» **TASK INSTRUCTIONS**
Render the lines of the records below as a JSON list of strings, one string per line and blank lines left out. Include only the lines from the one containing "--detect red and white bus" through the end of the records, both ends included.

Source records

━━━━━━━━

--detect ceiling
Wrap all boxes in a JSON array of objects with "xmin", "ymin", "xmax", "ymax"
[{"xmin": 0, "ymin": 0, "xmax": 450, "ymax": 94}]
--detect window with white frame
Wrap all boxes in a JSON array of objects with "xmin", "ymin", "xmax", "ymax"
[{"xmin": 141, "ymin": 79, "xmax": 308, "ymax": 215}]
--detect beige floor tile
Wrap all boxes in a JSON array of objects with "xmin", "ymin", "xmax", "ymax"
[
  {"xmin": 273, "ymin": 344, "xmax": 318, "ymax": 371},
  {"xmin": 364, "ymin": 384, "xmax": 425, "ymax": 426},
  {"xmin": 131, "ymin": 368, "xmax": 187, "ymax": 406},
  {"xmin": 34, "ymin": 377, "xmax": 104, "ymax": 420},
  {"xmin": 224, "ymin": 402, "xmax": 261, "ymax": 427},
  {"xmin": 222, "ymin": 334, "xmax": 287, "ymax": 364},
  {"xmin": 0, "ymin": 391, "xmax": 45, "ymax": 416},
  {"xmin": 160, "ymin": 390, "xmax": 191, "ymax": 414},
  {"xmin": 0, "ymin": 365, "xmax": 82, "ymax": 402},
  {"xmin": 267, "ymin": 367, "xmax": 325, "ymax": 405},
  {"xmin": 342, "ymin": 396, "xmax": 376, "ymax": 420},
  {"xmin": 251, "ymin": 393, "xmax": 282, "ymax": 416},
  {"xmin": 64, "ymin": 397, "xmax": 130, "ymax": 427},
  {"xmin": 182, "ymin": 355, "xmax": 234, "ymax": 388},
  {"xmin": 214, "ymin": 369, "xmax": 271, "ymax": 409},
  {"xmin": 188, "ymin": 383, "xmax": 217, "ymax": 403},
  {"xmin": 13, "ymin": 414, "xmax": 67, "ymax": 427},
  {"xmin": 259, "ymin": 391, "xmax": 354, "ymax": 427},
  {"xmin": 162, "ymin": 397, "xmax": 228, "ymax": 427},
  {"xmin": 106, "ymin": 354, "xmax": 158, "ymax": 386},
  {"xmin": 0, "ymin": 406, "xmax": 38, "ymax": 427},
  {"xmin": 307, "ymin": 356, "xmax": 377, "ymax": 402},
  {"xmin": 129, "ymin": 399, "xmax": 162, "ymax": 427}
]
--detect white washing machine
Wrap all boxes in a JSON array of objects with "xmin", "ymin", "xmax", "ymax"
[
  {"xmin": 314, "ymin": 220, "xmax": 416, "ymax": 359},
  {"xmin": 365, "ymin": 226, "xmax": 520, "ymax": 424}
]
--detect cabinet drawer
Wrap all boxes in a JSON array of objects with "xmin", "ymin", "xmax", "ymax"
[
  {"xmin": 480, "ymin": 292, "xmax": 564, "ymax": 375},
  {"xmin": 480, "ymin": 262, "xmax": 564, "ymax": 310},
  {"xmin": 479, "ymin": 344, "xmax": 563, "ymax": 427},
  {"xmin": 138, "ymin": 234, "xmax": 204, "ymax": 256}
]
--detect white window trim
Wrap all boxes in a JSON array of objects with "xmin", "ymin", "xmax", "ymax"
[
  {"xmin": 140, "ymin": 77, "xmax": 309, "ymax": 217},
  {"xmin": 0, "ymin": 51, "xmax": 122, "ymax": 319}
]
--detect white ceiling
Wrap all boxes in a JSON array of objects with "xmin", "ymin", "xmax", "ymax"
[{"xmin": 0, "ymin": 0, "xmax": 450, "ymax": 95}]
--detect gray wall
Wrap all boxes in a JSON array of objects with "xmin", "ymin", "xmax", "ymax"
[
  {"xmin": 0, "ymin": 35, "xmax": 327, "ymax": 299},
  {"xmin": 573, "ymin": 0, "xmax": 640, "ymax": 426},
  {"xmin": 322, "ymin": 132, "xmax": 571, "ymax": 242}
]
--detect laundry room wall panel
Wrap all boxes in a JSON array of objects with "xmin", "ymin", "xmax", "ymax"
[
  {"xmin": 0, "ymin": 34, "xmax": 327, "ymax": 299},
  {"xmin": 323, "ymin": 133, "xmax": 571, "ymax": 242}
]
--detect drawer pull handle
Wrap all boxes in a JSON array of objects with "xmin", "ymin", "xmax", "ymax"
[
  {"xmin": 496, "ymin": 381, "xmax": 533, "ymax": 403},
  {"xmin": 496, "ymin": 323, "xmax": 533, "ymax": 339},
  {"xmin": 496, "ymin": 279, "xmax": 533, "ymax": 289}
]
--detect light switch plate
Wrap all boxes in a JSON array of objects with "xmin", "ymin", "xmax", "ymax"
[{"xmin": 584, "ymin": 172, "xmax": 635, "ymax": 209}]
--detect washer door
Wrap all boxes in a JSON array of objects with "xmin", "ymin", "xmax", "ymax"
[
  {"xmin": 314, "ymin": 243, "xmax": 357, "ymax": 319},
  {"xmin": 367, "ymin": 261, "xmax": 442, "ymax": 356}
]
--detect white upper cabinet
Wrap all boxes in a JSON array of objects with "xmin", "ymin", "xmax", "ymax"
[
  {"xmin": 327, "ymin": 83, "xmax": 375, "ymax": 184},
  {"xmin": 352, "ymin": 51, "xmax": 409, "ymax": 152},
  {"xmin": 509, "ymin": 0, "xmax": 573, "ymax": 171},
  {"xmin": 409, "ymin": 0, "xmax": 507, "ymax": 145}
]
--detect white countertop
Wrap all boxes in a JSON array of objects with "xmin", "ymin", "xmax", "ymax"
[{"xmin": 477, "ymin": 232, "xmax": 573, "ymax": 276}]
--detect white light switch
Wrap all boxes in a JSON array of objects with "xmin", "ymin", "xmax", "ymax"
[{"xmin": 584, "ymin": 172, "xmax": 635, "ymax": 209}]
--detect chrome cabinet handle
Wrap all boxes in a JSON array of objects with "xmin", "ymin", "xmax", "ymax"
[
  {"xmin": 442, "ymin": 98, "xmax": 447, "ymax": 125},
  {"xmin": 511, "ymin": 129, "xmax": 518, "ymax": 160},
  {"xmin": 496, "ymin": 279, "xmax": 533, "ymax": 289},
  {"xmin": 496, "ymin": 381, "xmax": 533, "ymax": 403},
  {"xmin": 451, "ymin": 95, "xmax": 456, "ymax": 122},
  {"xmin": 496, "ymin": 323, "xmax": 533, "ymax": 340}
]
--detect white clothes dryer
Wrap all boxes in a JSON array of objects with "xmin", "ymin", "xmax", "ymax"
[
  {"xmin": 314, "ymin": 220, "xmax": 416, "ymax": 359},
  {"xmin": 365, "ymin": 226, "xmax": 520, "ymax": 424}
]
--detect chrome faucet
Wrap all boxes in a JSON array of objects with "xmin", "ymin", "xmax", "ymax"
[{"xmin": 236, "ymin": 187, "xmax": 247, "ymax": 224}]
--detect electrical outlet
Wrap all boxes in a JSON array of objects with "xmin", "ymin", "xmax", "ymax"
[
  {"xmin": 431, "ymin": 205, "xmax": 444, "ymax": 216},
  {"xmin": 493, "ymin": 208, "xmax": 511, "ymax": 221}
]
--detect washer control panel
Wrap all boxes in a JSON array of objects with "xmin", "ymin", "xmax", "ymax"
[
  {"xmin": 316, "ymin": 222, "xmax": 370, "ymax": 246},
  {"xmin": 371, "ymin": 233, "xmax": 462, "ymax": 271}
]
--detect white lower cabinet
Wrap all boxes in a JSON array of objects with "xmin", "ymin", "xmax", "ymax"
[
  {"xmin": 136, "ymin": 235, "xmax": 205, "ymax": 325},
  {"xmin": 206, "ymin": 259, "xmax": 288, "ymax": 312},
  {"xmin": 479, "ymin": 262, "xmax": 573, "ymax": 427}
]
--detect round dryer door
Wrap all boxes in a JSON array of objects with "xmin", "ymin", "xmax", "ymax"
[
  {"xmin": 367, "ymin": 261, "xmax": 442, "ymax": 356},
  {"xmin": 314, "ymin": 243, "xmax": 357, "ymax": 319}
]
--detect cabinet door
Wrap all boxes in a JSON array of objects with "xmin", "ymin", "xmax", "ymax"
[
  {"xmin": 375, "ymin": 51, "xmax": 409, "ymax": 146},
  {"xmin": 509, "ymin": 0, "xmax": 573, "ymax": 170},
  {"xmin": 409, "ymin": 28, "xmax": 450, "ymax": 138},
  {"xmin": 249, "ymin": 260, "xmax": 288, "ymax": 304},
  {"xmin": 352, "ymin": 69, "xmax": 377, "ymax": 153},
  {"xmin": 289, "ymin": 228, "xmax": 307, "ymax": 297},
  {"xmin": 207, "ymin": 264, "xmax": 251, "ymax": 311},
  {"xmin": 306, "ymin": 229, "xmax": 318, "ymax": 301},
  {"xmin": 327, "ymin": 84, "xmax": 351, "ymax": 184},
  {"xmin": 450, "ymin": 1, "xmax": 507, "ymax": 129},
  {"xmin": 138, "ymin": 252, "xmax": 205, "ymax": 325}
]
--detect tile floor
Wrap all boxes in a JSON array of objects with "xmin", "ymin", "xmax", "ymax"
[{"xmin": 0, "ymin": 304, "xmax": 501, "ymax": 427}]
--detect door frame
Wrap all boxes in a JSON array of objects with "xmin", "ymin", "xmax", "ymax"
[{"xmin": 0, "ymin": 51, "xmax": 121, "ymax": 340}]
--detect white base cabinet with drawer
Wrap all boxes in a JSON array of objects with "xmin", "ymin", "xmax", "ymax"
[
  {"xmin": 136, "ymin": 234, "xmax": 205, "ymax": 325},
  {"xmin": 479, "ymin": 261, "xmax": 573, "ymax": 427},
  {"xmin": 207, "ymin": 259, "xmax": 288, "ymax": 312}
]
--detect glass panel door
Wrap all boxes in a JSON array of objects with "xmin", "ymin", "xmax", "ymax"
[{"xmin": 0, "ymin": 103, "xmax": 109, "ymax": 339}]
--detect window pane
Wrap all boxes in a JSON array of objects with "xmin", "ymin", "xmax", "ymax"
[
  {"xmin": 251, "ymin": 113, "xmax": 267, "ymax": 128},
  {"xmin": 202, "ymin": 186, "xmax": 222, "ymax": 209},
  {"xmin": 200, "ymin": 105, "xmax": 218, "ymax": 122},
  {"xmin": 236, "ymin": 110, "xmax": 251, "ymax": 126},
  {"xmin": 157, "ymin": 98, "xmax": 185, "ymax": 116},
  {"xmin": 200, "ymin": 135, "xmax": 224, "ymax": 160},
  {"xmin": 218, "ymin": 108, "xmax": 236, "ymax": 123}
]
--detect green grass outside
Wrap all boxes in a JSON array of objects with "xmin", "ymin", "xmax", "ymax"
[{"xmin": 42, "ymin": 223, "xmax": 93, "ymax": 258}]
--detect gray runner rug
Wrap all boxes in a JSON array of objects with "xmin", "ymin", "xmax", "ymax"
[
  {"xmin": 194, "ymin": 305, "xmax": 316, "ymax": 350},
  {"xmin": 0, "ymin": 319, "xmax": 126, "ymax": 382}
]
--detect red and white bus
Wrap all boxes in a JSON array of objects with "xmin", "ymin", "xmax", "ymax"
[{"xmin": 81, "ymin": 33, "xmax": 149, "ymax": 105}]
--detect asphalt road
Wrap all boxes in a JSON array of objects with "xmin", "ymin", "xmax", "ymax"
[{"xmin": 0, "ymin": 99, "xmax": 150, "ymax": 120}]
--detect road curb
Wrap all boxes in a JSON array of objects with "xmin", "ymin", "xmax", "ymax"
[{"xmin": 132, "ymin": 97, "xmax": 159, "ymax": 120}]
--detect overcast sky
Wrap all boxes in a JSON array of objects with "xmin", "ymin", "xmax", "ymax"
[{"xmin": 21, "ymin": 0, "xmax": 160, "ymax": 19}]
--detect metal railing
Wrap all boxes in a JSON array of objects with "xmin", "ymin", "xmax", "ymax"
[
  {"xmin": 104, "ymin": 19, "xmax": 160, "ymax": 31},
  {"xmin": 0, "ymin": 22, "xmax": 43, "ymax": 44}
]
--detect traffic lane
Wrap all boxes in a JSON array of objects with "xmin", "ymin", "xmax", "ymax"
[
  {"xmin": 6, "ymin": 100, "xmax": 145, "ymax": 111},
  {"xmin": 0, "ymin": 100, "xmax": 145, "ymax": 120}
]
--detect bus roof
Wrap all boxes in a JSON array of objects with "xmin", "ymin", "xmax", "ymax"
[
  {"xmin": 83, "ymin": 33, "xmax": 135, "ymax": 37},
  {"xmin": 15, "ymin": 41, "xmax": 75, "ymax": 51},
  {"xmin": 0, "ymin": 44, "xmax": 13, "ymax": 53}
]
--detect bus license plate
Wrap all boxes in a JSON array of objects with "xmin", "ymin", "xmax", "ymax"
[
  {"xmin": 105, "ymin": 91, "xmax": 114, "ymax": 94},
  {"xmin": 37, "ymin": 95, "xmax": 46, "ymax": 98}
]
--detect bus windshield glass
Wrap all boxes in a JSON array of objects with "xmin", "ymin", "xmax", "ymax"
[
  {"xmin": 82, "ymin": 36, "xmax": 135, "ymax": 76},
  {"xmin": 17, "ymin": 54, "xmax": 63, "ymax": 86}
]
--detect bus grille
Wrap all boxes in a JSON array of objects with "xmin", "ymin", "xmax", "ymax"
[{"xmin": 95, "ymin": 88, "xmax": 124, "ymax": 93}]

━━━━━━━━

» **FINAL ANSWER**
[
  "--detect red and white bus",
  "Wrap all boxes in a JSON array of objects with \"xmin\", \"ymin\", \"xmax\", \"ymax\"",
  "[{\"xmin\": 81, \"ymin\": 33, \"xmax\": 149, \"ymax\": 105}]",
  "--detect asphalt road",
  "Wrap all boxes in a JSON array of objects with \"xmin\", \"ymin\", \"xmax\", \"ymax\"",
  "[{\"xmin\": 0, \"ymin\": 99, \"xmax\": 150, \"ymax\": 120}]",
  "--detect road curb",
  "Wrap all boxes in a JSON array of objects with \"xmin\", \"ymin\", \"xmax\", \"ymax\"",
  "[{\"xmin\": 132, \"ymin\": 97, \"xmax\": 159, \"ymax\": 120}]",
  "--detect overcast sky",
  "Wrap all boxes in a JSON array of objects with \"xmin\", \"ymin\", \"xmax\", \"ymax\"",
  "[{\"xmin\": 21, \"ymin\": 0, \"xmax\": 160, \"ymax\": 19}]",
  "--detect metal railing",
  "Wrap all boxes in a JSON array of objects with \"xmin\", \"ymin\", \"xmax\", \"ymax\"",
  "[",
  "  {\"xmin\": 104, \"ymin\": 19, \"xmax\": 160, \"ymax\": 31},",
  "  {\"xmin\": 0, \"ymin\": 22, \"xmax\": 43, \"ymax\": 44}",
  "]",
  "--detect traffic lane",
  "Wrap all boxes in a JSON array of objects with \"xmin\", \"ymin\", \"xmax\", \"ymax\"",
  "[",
  "  {\"xmin\": 6, \"ymin\": 100, \"xmax\": 145, \"ymax\": 111},",
  "  {\"xmin\": 0, \"ymin\": 100, \"xmax\": 145, \"ymax\": 120}",
  "]",
  "--detect bus roof",
  "Wrap all boxes in a JSON array of objects with \"xmin\", \"ymin\", \"xmax\", \"ymax\"",
  "[",
  "  {\"xmin\": 83, \"ymin\": 33, \"xmax\": 135, \"ymax\": 37},",
  "  {\"xmin\": 15, \"ymin\": 41, \"xmax\": 75, \"ymax\": 51},",
  "  {\"xmin\": 0, \"ymin\": 44, \"xmax\": 13, \"ymax\": 53}",
  "]",
  "--detect bus license plate",
  "Wrap all boxes in a JSON array of objects with \"xmin\", \"ymin\", \"xmax\", \"ymax\"",
  "[",
  "  {\"xmin\": 105, \"ymin\": 91, \"xmax\": 114, \"ymax\": 94},",
  "  {\"xmin\": 37, \"ymin\": 95, \"xmax\": 46, \"ymax\": 98}",
  "]",
  "--detect bus windshield glass",
  "Wrap all boxes in a JSON array of objects with \"xmin\", \"ymin\", \"xmax\", \"ymax\"",
  "[",
  "  {\"xmin\": 82, \"ymin\": 36, \"xmax\": 135, \"ymax\": 76},",
  "  {\"xmin\": 17, \"ymin\": 54, \"xmax\": 63, \"ymax\": 86}",
  "]",
  "--detect bus grille",
  "Wrap all boxes in a JSON array of objects with \"xmin\", \"ymin\", \"xmax\", \"ymax\"",
  "[{\"xmin\": 95, \"ymin\": 88, \"xmax\": 124, \"ymax\": 93}]"
]